### Try it
Copy the publication record on hydrocarbon fire testing of concrete slabs in full, without changing a single character.

### Text shown
§
Author(s): M. Guerrieri, J. Sanjayan, and F. Collins

Publication: Special Publication

Volume: 255


Appears on pages(s): 23-46

Keywords: activated slag; hydrocarbon fire; moisture clog; spalling; thermal gradient

Date: 10/1/2008

A hydrocarbon fire test was conducted on nine concrete slabs incorporating three different types of binders: 100% ordinary portland cement (OPC), 50% OPC, and 50% ground-granulated blastfurnace slag (GGBFS), and alkali-activated slag (AAS). The specimens (780 mm [30.71 in.] x 360 mm [14.17 in.]) were made with three different thicknesses (100 mm [3.94 in.], 200 mm [7.87 in.] and 400 mm [15.75 in.]). Specimens were tested at an age of six months when the strengths were about 75 Mpa (10,877 psi). The specimens were exposed to the hydrocarbon fire on one side. Explosive spalling only occurred in the 400 mm (15.75 in.) AAS concrete specimen that had a lower moisture content and higher permeability than the OPC and OPC/slag concretes. This suggests that the well-renowned moisture clog theory is unlikely to be a predominant mechanism of spalling in AAS concrete. It is speculated that high thermal gradients caused explosive spalling in the AAS concrete specimen.
§
### Provided information
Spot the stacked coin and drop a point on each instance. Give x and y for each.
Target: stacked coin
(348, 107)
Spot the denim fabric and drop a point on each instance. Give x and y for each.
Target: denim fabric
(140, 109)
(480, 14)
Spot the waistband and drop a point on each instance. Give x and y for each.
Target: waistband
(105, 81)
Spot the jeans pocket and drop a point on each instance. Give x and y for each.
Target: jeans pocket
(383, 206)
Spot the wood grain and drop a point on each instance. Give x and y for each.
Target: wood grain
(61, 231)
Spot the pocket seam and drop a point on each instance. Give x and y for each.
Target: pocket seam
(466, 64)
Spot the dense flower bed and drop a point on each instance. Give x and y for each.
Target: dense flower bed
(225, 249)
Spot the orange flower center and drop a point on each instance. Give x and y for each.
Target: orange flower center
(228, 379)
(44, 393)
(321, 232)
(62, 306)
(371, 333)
§
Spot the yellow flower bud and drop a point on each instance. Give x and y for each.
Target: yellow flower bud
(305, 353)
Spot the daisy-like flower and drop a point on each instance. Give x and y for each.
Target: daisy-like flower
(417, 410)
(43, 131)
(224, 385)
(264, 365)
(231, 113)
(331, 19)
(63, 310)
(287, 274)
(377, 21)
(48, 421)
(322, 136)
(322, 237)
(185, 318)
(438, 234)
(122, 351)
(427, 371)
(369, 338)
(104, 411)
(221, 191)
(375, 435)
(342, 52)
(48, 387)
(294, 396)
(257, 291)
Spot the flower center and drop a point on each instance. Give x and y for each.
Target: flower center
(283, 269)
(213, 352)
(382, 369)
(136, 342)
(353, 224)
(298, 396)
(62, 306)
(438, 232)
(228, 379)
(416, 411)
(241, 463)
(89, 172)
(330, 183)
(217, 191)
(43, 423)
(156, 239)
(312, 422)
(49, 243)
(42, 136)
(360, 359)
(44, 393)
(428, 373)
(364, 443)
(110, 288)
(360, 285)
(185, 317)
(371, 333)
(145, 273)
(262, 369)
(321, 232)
§
### The completed task
Author(s): M. Guerrieri, J. Sanjayan, and F. Collins

Publication: Special Publication

Volume: 255


Appears on pages(s): 23-46

Keywords: activated slag; hydrocarbon fire; moisture clog; spalling; thermal gradient

Date: 10/1/2008

A hydrocarbon fire test was conducted on nine concrete slabs incorporating three different types of binders: 100% ordinary portland cement (OPC), 50% OPC, and 50% ground-granulated blastfurnace slag (GGBFS), and alkali-activated slag (AAS). The specimens (780 mm [30.71 in.] x 360 mm [14.17 in.]) were made with three different thicknesses (100 mm [3.94 in.], 200 mm [7.87 in.] and 400 mm [15.75 in.]). Specimens were tested at an age of six months when the strengths were about 75 Mpa (10,877 psi). The specimens were exposed to the hydrocarbon fire on one side. Explosive spalling only occurred in the 400 mm (15.75 in.) AAS concrete specimen that had a lower moisture content and higher permeability than the OPC and OPC/slag concretes. This suggests that the well-renowned moisture clog theory is unlikely to be a predominant mechanism of spalling in AAS concrete. It is speculated that high thermal gradients caused explosive spalling in the AAS concrete specimen.